(Items from a data source)
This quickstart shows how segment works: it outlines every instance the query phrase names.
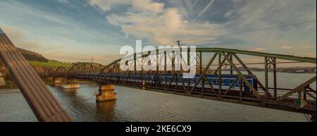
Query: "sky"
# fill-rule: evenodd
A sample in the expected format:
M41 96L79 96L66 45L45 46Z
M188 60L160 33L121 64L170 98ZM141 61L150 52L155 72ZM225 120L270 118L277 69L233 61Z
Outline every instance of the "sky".
M136 39L316 57L316 21L239 32L316 18L316 0L0 0L15 46L64 62L107 64Z

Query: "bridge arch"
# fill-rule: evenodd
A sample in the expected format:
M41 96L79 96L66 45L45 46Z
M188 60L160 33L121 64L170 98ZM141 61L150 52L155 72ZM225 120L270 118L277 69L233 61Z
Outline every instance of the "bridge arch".
M80 80L97 79L100 69L104 66L96 63L77 63L70 67L67 73L68 78L76 78Z
M55 74L55 70L56 70L55 68L49 68L49 70L47 70L46 72L46 78L53 78L53 76Z
M55 70L54 78L67 78L68 68L65 66L59 66Z

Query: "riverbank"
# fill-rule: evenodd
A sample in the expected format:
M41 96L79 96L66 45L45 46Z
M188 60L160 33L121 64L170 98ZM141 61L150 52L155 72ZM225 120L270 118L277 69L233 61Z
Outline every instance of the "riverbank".
M48 79L43 79L43 81L45 82L46 85L55 85L55 82L54 80L48 80ZM78 84L96 84L94 82L91 81L77 81ZM18 86L16 85L13 81L11 80L6 80L6 85L0 86L0 91L3 89L18 89ZM63 82L63 84L66 84L66 82Z

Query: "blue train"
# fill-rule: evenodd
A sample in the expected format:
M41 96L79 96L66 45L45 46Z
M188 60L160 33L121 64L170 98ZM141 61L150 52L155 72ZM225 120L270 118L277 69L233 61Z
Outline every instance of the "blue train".
M119 78L118 74L110 74L110 73L104 73L101 75L102 77L108 78L110 76L111 76L112 80L116 80ZM139 75L137 74L130 74L128 77L126 74L121 74L120 75L121 78L129 78L128 81L135 81L135 80L138 79L138 82L139 83L142 82L142 79L139 78ZM169 83L173 80L173 75L170 73L168 74L160 74L160 78L161 81L163 82L162 83L165 84L164 81L167 81L168 83ZM192 87L194 85L194 84L197 82L197 80L199 79L200 75L197 74L195 75L194 78L189 79L189 84L190 86ZM209 87L209 85L212 85L213 87L215 86L216 88L217 86L218 86L221 82L221 86L224 87L223 89L225 89L225 87L229 87L238 78L237 75L230 75L230 74L223 74L221 75L221 82L220 82L219 78L218 75L205 75L205 77L208 81L208 82L205 82L204 87L208 88ZM254 87L254 89L257 89L257 78L256 75L244 75L244 77L246 79L251 83L251 85ZM184 84L187 86L188 85L187 79L186 78L182 78L182 76L180 77L181 80L184 82ZM147 82L151 82L152 80L155 80L155 75L154 74L144 74L143 75L143 79L147 81ZM180 85L180 80L178 78L174 78L173 81L172 82L171 85L175 85L176 82L178 82L178 85ZM246 83L243 81L242 82L242 87L243 90L246 93L251 93L250 88L247 86ZM237 81L234 85L233 87L240 87L240 81ZM197 85L198 87L201 87L201 85Z

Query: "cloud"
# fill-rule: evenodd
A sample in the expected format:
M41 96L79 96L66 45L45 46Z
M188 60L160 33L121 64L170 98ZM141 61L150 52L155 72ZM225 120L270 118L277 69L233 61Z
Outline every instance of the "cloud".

WRITTEN PROBLEM:
Please count how many lines in the entries above contain the string "bridge", treating uppercase and lowercase as different, and reply with only that number.

EXERCISE SOLUTION:
2